● **What to produce**
Rewrite every line of the records below in full. Multiply each x and y coordinate in the answers by 0.6, rounding to whole numbers with halves rounded up.

--- Records for the exercise ---

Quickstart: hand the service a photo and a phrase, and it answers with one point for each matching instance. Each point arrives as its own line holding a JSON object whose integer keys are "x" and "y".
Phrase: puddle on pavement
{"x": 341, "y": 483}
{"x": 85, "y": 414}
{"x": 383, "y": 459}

---

● **Answer to this exercise**
Quickstart: hand the service a photo and a phrase, and it answers with one point for each matching instance. Each point arrives as its own line holding a JSON object whose integer keys are "x" and "y".
Phrase: puddle on pavement
{"x": 205, "y": 290}
{"x": 51, "y": 248}
{"x": 230, "y": 275}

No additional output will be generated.